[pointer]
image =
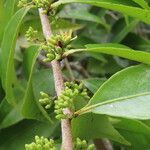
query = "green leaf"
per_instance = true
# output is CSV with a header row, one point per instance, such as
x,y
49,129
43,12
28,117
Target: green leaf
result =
x,y
137,42
121,51
134,126
82,15
126,94
7,54
121,29
6,12
92,126
127,7
31,108
93,83
138,141
142,3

****************

Aim of the exercise: Having removed the pictures, write out the records exactly as they stand.

Response:
[pointer]
image =
query = "green leaf"
per_instance = true
# output is CSV with a header row, one point per instance, such as
x,y
49,129
43,12
28,117
Target: green leaf
result =
x,y
137,42
121,51
134,126
82,15
126,94
7,54
121,29
6,12
92,126
127,7
31,108
93,83
138,141
142,3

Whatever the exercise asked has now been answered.